## Supplied information
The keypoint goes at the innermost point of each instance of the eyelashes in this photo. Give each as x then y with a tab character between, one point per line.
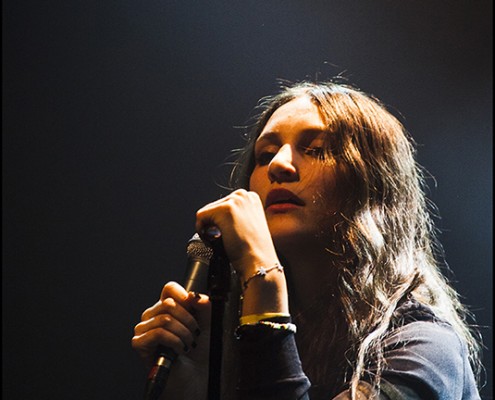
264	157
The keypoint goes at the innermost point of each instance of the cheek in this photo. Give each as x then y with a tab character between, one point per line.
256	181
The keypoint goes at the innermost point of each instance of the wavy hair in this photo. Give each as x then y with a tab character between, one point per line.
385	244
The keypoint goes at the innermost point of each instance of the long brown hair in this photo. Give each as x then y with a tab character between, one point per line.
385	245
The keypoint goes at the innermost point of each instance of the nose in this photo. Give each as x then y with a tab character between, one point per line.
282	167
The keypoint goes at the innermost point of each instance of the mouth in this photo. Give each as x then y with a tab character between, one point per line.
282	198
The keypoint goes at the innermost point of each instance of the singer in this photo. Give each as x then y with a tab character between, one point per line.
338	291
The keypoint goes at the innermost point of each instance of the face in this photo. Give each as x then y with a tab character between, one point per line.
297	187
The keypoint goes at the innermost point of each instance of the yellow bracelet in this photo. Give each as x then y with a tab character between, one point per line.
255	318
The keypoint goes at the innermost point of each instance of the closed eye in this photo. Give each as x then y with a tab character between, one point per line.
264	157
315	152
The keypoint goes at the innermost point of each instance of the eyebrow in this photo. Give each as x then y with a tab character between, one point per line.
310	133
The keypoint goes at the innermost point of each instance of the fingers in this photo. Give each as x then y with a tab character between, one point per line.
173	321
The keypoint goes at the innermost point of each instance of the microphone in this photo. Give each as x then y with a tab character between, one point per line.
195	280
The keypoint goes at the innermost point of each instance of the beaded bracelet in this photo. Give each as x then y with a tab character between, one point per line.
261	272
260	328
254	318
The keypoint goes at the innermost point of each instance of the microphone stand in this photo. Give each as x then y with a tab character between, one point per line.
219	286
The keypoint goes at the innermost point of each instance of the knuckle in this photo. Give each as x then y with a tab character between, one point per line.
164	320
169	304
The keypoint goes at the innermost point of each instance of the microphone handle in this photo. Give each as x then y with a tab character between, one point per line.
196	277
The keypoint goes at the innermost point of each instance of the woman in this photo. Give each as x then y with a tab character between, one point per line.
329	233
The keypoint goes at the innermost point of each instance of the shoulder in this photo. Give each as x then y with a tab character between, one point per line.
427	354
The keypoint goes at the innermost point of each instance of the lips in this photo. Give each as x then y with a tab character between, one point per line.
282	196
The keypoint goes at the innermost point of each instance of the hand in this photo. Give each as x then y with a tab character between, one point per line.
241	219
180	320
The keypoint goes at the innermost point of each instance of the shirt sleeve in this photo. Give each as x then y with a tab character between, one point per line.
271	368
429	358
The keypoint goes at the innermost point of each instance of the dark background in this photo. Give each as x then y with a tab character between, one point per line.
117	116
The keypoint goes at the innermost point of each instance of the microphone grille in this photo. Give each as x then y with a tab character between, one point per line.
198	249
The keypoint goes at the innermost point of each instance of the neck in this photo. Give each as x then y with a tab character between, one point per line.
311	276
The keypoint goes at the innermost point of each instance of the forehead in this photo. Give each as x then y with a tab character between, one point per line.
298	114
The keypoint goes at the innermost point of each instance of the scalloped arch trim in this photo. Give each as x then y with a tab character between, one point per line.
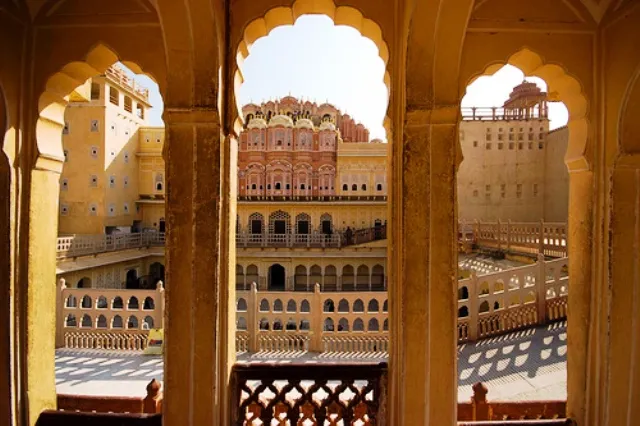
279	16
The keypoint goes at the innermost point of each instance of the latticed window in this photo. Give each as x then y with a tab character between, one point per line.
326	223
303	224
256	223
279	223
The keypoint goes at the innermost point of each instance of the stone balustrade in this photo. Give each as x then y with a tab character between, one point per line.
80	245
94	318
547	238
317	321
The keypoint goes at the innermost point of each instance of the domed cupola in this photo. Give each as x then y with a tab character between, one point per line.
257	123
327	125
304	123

## Exercise objective
Write out exactly the lines beginning with the line that holds "of the shirt" and ending with the final line of the data, both ends included, without the pictures.

## Written solution
The keypoint goes at the innermost point of each instance of the shirt sleeve in this photo. Give each as x then y with a tab character between, one point per line.
271	368
429	358
The keypoint goes at the innermost point of each instance of the dark background in this photo. Give each as x then y with a tab character between, one point per line.
117	116
The keypoint goes at the innermost point of each instance of the microphone grille in this photo. Give each as x then y with a tab character between, one point per line.
198	249
The keypoint goes at the innermost point of each instance of the neck in this photo. Give each as x then y with a tab character between, one point per line.
311	276
The keypoint goes at the innermost point of each instance of the forehead in this photo. Give each as x then y with a tab character between, one point per line.
298	114
The keypoint goes at the innermost point of each instance of the scalloped arch trim in this photo. Give each as x then y with a tab character between, one point per line.
279	16
The keypoint goes at the innermost point of each instance of the latticed window in this photo. Give each as x then y with a tab character between, one point per line.
326	223
303	224
256	223
279	223
The keypoint goes at the innermost point of each instance of the stone balustrade in this photo. Give each as x then y with a tab character between, one point per line.
80	245
94	318
547	238
317	321
The keypoint goes at the innermost point of each instance of the domed cupola in this photo. Give each as x then y with a tab character between, one point per line.
257	123
327	125
304	123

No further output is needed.